PROBLEMA PLANTEADO:
¿Cómo queda todo lo que va desde "Numerosas medidas de" hasta "y argumentos prácticos." en el texto sobre protección social si se cambia "reductora" por "restrictiva"?

::: TEXTO DADO

Bernardo Gonzalo González
José Vida Soria
Sobre futuro de las políticas de protección social: la promoción de la autonomía personal y la atención a la dependencia

1. Las políticas europeas de protección social se preparan para un futuro que aparenta grandes semejanzas con su más remoto pasado. En cierto modo, Europa mira hoy hacia atrás para reponer sus sistemas de protección social históricos: de naturaleza preferentemente asistencial o no contributiva; de prestaciones mínimas de subsistencia; antigarantistas; vinculados a la prueba de indigencia; y poderosamente influido en sus estructuras organizativas y de gestión por la iniciativa privada.

Numerosas medidas de cambio apuntan ya en esa dirección reductora, privatista y antiaseguradora. Su fundamento es complejo: se debe tanto a explicaciones de contenido ideológico como a razones y argumentos prácticos.

::::::
::: MATERIAL RECOPILADO

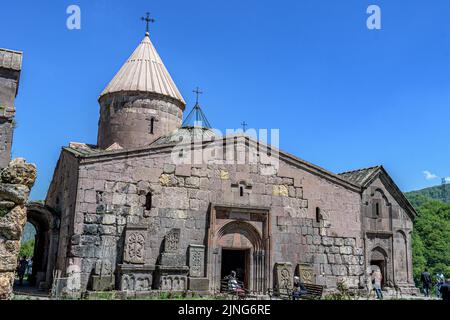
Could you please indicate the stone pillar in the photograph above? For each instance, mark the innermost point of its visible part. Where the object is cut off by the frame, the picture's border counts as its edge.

::::::

SOLUCIÓN:
Numerosas medidas de cambio apuntan ya en esa dirección restrictiva, privatista y antiaseguradora. Su fundamento es complejo: se debe tanto a explicaciones de contenido ideológico como a razones y argumentos prácticos.